▸ How to complete this task:
In the Zimbabwe news item on the Criminal Law amendment bill, what change does the bill make to the age of consent?

Zimbabwe News

Criminal Code to criminalise deliberate infection of minors with s.e.xually transmitted diseases

Zimbabwe’s Criminal Law and Codification and Reform Amendment Bill will criminalize the deliberate infection of children with any s.e.xually transmitted disease in addition to jailing offenders for engaging in s.e.xual relations with minors.

While the Bill primarily raises the age of consent from 16 to 18, owners of lodges will also be prosecuted if they are complicit in renting rooms to someone for sexual activity with a child, reported The Herald.

Justice, Legal and Parliamentary Affairs Minister Ziyambi Ziyambi steered the Bill through the National Assembly after robust debate last week.

Ziyambi agreed to amendments to some proposals and proposed additional amendments to offer children greater protection.

This Tuesday, the proposed law will be presented in the Senate.

During the debate at the committee stage of the Bill, Ziyambi tabled amendments which criminalize the intentional transmission of STIs to a child, which will include syphilis, gonorrhoea, herpes, and HIV among others.

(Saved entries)
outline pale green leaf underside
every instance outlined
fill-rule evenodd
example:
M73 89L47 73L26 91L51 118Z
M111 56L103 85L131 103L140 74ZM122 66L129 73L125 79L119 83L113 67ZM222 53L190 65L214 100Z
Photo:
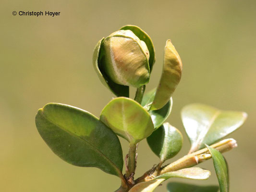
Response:
M146 140L150 148L162 163L176 155L183 143L181 132L168 122L155 131Z
M100 119L130 143L138 143L154 130L148 112L138 103L127 97L117 97L110 101L101 111Z
M117 176L122 174L122 152L118 138L91 113L49 103L38 110L36 124L43 140L63 160L77 166L98 168Z
M229 179L228 165L222 155L218 151L207 144L206 146L211 153L213 165L219 185L220 192L229 191Z
M169 172L157 177L155 179L168 180L171 178L190 179L192 180L204 180L209 178L211 172L208 170L200 168L190 168L180 169L176 171Z
M181 182L171 182L167 184L168 192L217 192L218 186L195 185Z
M133 186L129 192L152 192L164 180L163 179L160 179L150 181L142 182Z
M247 114L244 112L224 111L200 104L185 107L182 119L191 143L190 153L211 144L240 127Z
M147 105L153 101L155 94L156 89L154 89L144 95L141 105L145 106L144 107L145 108L149 108ZM155 130L162 125L169 116L171 111L172 103L172 99L171 97L169 101L160 109L148 111L151 117Z

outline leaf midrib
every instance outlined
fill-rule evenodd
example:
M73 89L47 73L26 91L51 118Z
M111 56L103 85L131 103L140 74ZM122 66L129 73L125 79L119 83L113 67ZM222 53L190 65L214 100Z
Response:
M212 117L212 118L210 120L208 125L206 126L205 129L205 131L202 131L200 133L200 134L199 135L198 137L197 138L197 139L195 140L195 143L197 144L195 145L195 148L193 149L193 151L195 151L199 149L199 148L202 144L202 142L204 140L204 139L206 136L206 135L207 135L207 133L208 133L208 132L209 132L209 131L211 129L211 127L212 126L213 122L214 122L215 120L217 119L218 116L219 116L219 115L220 114L221 112L221 111L220 110L218 110L216 111L216 112L215 113L213 116Z
M88 145L90 146L91 148L92 148L93 149L95 150L95 151L97 153L98 153L99 154L99 156L102 156L107 162L108 162L109 163L110 163L112 166L113 166L113 167L115 168L116 171L117 171L117 172L118 173L119 175L122 175L122 173L121 170L116 166L116 165L111 160L110 160L108 157L106 156L102 152L101 152L100 151L98 150L95 145L91 144L90 143L89 143L86 140L84 139L83 138L82 138L82 137L79 136L78 135L77 135L72 133L71 132L69 131L68 130L67 130L66 129L65 129L64 128L62 127L62 126L58 125L58 124L56 124L56 123L54 123L54 122L53 122L51 120L49 120L48 118L47 118L46 117L46 116L45 115L44 115L44 111L43 111L43 110L42 110L41 114L43 116L43 117L44 117L46 119L47 119L48 120L49 120L50 123L51 123L53 124L54 125L55 125L55 126L56 126L57 127L59 127L63 131L64 131L64 132L67 132L68 133L70 134L70 135L73 135L73 136L75 137L76 137L77 138L79 138L79 139L80 139L80 140L84 141L85 142L88 144Z

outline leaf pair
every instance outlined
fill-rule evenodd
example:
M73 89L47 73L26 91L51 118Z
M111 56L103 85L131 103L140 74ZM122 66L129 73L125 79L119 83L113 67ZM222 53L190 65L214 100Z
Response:
M36 123L44 140L64 161L120 176L122 152L113 131L136 143L151 134L153 122L146 110L127 97L111 100L102 110L100 119L72 106L50 103L38 110Z
M67 162L122 176L122 152L118 138L88 112L50 103L38 110L36 124L48 146Z

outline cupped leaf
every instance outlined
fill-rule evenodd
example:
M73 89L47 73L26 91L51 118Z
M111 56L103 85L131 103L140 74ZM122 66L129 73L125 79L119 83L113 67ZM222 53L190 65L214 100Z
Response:
M103 108L100 120L129 142L137 143L149 136L154 124L148 112L129 98L112 99Z
M211 153L213 165L217 176L220 192L229 191L229 179L228 165L226 160L218 150L206 144Z
M240 127L246 117L244 112L223 111L200 104L185 107L182 119L191 143L190 153L228 135Z
M146 140L162 163L176 156L183 143L181 132L168 122L155 131Z
M150 181L142 182L133 186L129 192L152 192L164 180L164 179L160 179Z
M182 76L182 63L171 40L166 41L163 72L150 110L162 108L169 101Z
M150 104L153 101L155 94L155 89L153 89L145 94L142 102L142 105L145 106L144 108L146 109L149 108L147 105ZM158 129L162 125L169 116L171 111L172 103L172 99L171 97L169 101L160 109L148 111L154 123L155 129Z
M168 192L217 192L219 187L215 185L200 186L180 182L167 184Z
M153 44L153 42L151 39L142 29L139 27L135 25L127 25L123 26L121 27L120 30L130 30L132 31L139 38L144 41L147 47L148 51L149 52L149 60L148 62L149 64L149 68L150 69L150 72L152 72L153 69L153 65L156 60L155 48Z
M122 175L122 152L118 138L88 112L49 103L39 109L36 124L48 146L65 161Z
M97 43L93 55L93 64L94 69L98 75L99 80L106 87L117 96L126 96L129 97L129 86L122 85L113 82L106 74L102 66L100 64L100 48L104 38L102 38Z
M210 171L203 169L200 168L190 168L180 169L176 171L169 172L155 178L156 179L164 179L168 180L171 178L190 179L192 180L204 180L209 178L211 175Z

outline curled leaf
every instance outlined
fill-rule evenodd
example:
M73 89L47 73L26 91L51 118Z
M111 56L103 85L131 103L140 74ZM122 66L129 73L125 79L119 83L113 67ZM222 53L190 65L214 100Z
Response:
M182 63L171 40L166 41L163 72L150 110L162 108L170 100L180 83Z

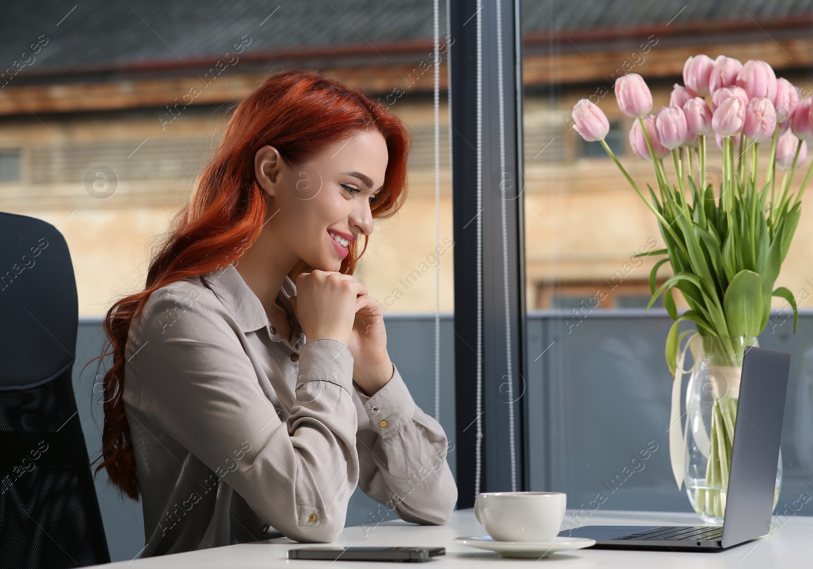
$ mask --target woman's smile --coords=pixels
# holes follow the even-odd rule
[[[351,241],[355,241],[355,238],[353,237],[353,235],[349,235],[346,233],[337,231],[333,229],[328,230],[328,235],[330,237],[330,240],[333,244],[333,248],[337,250],[337,252],[338,252],[341,258],[344,259],[347,256],[350,252],[347,246]]]

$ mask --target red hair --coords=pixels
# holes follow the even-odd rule
[[[213,157],[150,264],[144,291],[116,301],[104,319],[104,353],[93,360],[112,356],[112,366],[102,383],[102,451],[93,463],[103,459],[96,475],[105,468],[122,494],[137,500],[141,494],[122,399],[130,322],[154,291],[232,263],[259,236],[266,215],[263,193],[254,177],[254,154],[260,148],[273,146],[289,165],[297,166],[331,144],[367,130],[378,131],[386,140],[384,188],[371,205],[373,218],[385,218],[406,197],[410,139],[401,120],[382,105],[317,73],[287,71],[268,76],[234,109]],[[365,235],[361,251],[359,240],[350,244],[341,273],[353,274],[367,240]],[[306,270],[310,267],[300,260],[289,276]]]

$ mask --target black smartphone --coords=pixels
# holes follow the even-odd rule
[[[435,555],[446,555],[445,547],[302,547],[288,550],[289,559],[328,561],[400,561],[420,563]]]

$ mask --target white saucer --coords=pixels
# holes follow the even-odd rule
[[[596,545],[585,537],[554,537],[550,541],[497,541],[489,536],[456,537],[458,543],[480,550],[496,551],[502,557],[543,558],[557,551],[580,550]]]

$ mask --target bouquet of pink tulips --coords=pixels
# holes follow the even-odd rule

▸ Expected answer:
It raises the age of consent from 16 to 18.